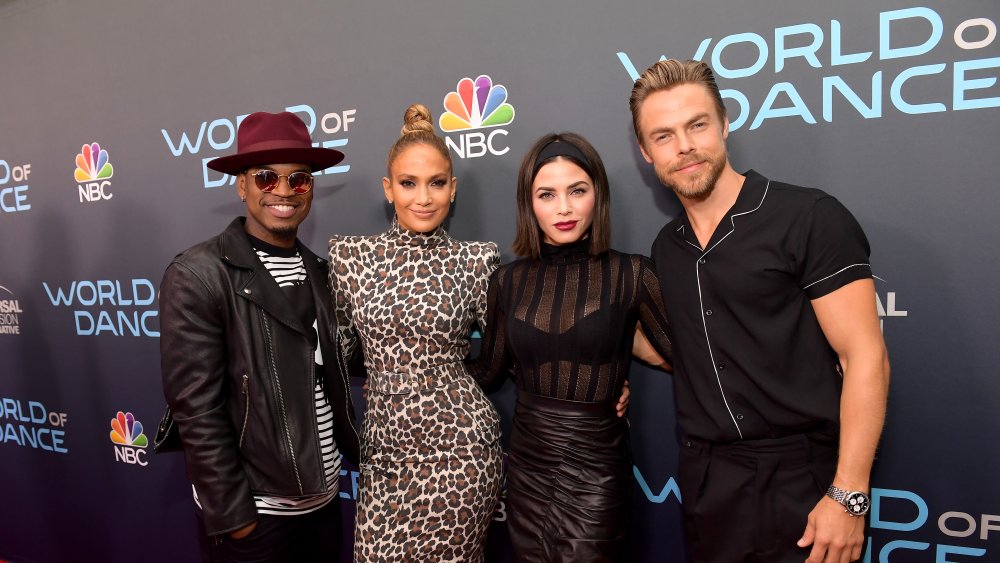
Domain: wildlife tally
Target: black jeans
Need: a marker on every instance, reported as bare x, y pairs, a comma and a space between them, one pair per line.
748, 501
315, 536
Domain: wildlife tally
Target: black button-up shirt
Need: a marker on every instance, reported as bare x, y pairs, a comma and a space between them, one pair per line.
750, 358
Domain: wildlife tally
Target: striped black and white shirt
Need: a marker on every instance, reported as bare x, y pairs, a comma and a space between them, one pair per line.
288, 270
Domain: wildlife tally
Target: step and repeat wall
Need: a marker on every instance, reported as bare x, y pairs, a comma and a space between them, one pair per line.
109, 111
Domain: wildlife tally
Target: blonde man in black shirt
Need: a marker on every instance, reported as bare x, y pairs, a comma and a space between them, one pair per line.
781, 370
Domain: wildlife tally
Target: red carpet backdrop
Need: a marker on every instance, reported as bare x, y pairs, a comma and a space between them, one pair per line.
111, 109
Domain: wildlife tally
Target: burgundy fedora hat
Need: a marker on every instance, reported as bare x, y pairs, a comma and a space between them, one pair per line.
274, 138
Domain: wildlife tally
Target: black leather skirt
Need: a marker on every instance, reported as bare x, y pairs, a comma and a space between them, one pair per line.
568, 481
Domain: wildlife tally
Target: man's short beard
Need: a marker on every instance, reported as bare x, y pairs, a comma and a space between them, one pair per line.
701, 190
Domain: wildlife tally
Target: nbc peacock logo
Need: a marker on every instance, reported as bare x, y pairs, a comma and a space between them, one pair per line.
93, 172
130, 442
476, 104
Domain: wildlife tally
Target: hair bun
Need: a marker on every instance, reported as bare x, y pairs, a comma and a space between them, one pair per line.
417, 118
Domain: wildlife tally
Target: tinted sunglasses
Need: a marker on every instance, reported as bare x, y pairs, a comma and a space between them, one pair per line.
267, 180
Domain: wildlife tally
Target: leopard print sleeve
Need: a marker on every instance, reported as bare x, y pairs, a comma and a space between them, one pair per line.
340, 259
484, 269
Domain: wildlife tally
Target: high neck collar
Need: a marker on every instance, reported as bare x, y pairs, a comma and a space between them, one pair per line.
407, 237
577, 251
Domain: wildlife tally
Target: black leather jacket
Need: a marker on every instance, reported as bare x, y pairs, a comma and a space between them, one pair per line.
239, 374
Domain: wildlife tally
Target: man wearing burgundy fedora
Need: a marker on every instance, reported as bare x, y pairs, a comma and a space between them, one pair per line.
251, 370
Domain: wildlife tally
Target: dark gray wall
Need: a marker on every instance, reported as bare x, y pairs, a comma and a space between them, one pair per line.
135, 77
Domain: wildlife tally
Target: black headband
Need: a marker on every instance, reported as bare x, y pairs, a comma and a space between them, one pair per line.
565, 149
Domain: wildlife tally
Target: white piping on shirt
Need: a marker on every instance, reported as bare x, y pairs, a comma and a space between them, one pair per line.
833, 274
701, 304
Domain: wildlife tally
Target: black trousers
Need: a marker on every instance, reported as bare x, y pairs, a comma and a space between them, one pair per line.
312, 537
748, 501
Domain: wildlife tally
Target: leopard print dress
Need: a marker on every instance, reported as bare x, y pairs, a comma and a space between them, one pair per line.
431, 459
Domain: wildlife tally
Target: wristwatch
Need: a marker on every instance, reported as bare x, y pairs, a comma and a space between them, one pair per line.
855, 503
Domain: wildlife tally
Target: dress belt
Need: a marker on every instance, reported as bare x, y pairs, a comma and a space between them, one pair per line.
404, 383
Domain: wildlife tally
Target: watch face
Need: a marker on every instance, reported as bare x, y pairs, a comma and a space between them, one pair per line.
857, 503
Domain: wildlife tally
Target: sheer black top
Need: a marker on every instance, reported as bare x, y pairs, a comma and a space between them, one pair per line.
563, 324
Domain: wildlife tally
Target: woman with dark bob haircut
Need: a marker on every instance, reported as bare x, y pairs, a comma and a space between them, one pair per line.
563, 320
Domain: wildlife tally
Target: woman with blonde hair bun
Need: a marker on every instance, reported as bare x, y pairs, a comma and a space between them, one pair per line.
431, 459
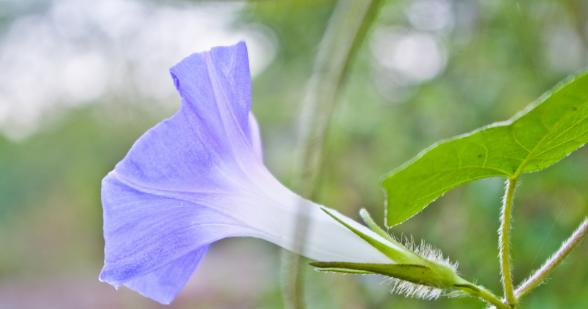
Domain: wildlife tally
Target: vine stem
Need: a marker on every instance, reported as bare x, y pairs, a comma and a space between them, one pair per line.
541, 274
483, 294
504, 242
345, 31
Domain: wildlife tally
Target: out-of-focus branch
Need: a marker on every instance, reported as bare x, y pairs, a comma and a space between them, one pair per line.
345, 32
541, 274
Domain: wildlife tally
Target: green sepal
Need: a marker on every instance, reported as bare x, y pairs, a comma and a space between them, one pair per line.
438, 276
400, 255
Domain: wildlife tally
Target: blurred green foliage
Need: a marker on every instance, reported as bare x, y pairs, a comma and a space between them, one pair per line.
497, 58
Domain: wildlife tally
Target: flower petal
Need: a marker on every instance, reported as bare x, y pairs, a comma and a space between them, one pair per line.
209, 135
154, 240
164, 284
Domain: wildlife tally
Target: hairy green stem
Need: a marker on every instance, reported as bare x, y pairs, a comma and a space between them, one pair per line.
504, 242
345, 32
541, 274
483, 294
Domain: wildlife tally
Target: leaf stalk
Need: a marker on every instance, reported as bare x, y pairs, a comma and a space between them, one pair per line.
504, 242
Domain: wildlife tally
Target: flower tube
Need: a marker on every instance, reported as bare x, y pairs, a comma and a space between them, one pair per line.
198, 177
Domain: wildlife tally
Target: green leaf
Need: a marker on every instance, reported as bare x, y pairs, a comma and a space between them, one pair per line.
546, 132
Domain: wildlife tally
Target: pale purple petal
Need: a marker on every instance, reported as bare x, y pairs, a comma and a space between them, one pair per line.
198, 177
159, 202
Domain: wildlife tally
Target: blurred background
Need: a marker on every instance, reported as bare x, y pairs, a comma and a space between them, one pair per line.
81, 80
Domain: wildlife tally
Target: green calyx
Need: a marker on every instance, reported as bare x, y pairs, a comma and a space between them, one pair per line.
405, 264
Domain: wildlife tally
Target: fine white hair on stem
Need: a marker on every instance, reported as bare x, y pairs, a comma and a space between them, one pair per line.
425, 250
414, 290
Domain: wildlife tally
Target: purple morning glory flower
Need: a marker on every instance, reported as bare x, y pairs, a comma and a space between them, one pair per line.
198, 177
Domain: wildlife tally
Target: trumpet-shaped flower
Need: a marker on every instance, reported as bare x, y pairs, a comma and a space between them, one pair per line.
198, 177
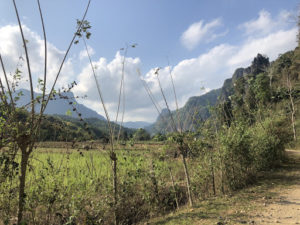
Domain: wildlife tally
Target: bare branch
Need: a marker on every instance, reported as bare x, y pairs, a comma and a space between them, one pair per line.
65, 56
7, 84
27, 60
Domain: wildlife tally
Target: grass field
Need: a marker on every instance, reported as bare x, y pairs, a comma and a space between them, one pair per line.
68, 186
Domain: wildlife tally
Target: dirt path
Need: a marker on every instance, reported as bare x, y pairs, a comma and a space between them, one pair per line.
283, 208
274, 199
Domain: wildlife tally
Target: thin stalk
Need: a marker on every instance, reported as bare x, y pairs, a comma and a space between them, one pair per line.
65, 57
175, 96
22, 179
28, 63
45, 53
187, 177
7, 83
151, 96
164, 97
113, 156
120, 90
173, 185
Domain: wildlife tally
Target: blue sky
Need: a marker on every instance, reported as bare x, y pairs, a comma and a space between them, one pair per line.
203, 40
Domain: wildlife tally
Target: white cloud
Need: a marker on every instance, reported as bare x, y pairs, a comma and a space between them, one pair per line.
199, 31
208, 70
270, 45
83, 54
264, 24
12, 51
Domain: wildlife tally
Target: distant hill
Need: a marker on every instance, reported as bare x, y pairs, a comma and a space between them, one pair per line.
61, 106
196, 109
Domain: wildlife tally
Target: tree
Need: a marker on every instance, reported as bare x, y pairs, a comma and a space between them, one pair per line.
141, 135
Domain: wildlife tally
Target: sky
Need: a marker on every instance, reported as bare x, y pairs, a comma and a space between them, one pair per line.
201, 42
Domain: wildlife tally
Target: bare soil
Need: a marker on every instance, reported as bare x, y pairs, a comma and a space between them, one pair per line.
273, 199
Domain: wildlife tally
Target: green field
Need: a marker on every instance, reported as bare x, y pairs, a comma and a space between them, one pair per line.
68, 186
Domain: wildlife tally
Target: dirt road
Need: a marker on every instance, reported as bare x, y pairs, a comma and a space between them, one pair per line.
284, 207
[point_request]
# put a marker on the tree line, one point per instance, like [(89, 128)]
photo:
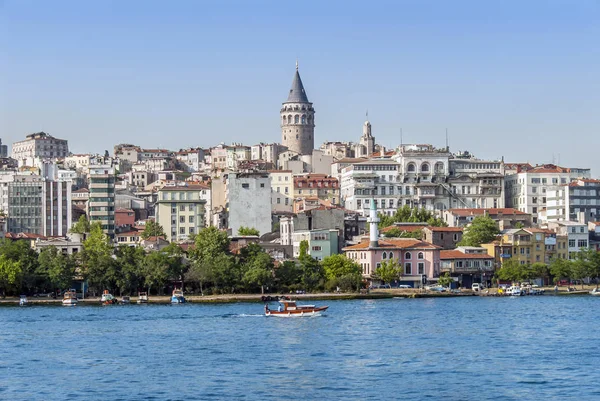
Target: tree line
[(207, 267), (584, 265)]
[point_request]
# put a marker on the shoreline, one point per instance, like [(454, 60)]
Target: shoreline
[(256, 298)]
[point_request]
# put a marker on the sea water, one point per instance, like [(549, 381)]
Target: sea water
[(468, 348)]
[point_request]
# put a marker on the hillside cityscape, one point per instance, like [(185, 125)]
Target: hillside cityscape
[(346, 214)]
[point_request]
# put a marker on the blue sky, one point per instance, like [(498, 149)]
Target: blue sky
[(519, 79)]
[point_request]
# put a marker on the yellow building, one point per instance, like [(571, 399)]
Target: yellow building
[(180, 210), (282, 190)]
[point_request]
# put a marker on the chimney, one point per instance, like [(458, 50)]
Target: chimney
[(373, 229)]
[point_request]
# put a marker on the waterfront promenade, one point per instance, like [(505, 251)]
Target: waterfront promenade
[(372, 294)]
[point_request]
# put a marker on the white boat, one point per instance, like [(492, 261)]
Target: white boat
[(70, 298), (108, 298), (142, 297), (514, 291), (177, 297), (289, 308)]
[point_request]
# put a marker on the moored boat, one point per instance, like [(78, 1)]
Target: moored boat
^^^^^^^^
| Problem statement |
Pull out every line in the records that contains the string "blurred", and copy each one.

| Complete output |
Target: blurred green foliage
Target: blurred background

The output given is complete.